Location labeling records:
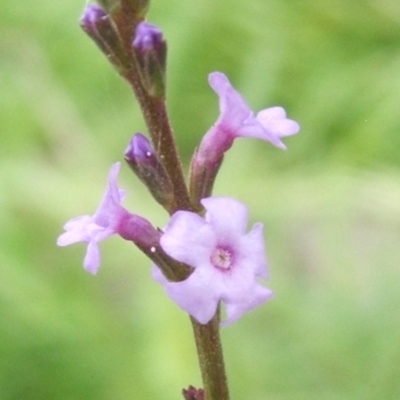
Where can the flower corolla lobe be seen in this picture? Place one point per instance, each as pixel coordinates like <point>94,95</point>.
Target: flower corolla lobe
<point>227,261</point>
<point>102,224</point>
<point>238,120</point>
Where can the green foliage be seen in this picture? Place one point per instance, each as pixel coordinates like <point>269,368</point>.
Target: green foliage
<point>331,203</point>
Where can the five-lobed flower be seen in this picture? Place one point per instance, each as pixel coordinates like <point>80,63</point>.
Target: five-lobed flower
<point>227,261</point>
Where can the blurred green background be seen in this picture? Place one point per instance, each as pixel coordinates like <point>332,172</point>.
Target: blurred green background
<point>331,203</point>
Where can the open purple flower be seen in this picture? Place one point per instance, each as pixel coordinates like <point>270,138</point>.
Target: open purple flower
<point>104,223</point>
<point>227,261</point>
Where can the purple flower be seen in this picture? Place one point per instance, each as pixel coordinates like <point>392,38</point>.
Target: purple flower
<point>227,261</point>
<point>147,37</point>
<point>238,120</point>
<point>104,223</point>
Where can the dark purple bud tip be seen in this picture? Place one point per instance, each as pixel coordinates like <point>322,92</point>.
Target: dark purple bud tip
<point>139,149</point>
<point>147,37</point>
<point>191,393</point>
<point>91,16</point>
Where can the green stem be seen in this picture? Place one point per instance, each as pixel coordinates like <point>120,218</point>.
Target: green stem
<point>211,360</point>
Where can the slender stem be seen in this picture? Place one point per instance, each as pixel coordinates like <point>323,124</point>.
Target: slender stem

Exercise instructions
Transcribe the entire listing above word for word, leaving out the pictures.

Correct answer
Where can the flower corolla lobe be seen in this picture? Place one point per instance, each as pixel coordinates like <point>94,95</point>.
Target: flower corolla lobe
<point>227,261</point>
<point>102,224</point>
<point>238,120</point>
Where can the green foliage be seen in this picture? Place one point per instance, each as pixel coordinates like <point>269,368</point>.
Target: green foliage
<point>331,203</point>
Where can the five-lobed flower be seen in this picture? Place one point per instance, each as pixel coordinates like <point>80,63</point>.
Target: five-lobed flower
<point>227,261</point>
Where can the blurred green background be seen in this picture? Place one point per instance, each as pixel coordinates like <point>332,172</point>.
Target: blurred green background
<point>331,203</point>
Where can the open purple flower be seen in this picture? Place one point per instance, each as pixel coordinates like <point>270,138</point>.
Target: open purple flower
<point>104,223</point>
<point>227,261</point>
Where can the purple flower be seen in this picture? Place one point per instance, each as pixel coordinates like <point>392,38</point>.
Target: purple flower
<point>227,261</point>
<point>147,37</point>
<point>238,120</point>
<point>104,223</point>
Where can the dark purple bud tip be seen in this picture? Place one point per instance, each as pixel coordinates like <point>322,92</point>.
Target: dark purple bud tip
<point>139,149</point>
<point>147,37</point>
<point>191,393</point>
<point>91,16</point>
Where can the green stem be seen in this picture? Place one point per instance, each as pixel coordinates like <point>120,218</point>.
Target: green stem
<point>211,360</point>
Where can the slender stem be seen in this picture? Place one point per instance, each as pixel coordinates like <point>323,124</point>.
Target: slender stem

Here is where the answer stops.